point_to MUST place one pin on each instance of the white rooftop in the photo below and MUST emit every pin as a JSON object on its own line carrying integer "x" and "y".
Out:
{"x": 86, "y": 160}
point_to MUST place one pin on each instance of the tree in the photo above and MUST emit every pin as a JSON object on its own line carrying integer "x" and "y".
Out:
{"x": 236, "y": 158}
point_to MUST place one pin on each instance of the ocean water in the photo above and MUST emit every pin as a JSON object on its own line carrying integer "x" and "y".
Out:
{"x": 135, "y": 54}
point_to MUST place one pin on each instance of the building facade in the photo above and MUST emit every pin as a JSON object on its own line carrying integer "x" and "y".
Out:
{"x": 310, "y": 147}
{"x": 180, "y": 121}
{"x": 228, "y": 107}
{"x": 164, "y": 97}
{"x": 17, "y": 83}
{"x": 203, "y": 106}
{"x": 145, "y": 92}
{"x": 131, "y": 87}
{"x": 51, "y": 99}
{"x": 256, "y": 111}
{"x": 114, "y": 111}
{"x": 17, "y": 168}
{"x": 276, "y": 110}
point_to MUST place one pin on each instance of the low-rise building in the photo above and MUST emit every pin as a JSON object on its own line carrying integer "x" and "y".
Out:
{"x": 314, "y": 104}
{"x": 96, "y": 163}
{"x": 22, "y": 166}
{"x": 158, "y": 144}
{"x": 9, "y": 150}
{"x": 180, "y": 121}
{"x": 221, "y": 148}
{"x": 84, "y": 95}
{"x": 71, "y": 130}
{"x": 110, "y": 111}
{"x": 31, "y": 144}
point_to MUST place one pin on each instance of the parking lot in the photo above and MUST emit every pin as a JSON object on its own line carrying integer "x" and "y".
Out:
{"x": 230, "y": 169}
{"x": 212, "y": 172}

◇ ◇ ◇ ◇ ◇ ◇ ◇

WORK INSTRUCTION: The lines above from the one containing "point_to MUST place one pin on each instance of the tree" through the one containing "point_to MUST place one pin on each instance of the building" are to be set down exactly, and no others.

TASK RESULT:
point_to MUST place one pin on each instance of the tree in the photo above and MUST emit every pin as a JSON object on its own line carrying integer "x" and "y".
Out:
{"x": 236, "y": 158}
point_to MUST place one pin on each instance of the ocean water in the photo above and MUST emit every pin as a JSON object on its own line carrying integer "x" and "y".
Out:
{"x": 135, "y": 54}
point_to MUST place one pin on each instance of the building facade in the photo above and MUST emit every pin as a JSON object on its own line carrying integer "x" and "y".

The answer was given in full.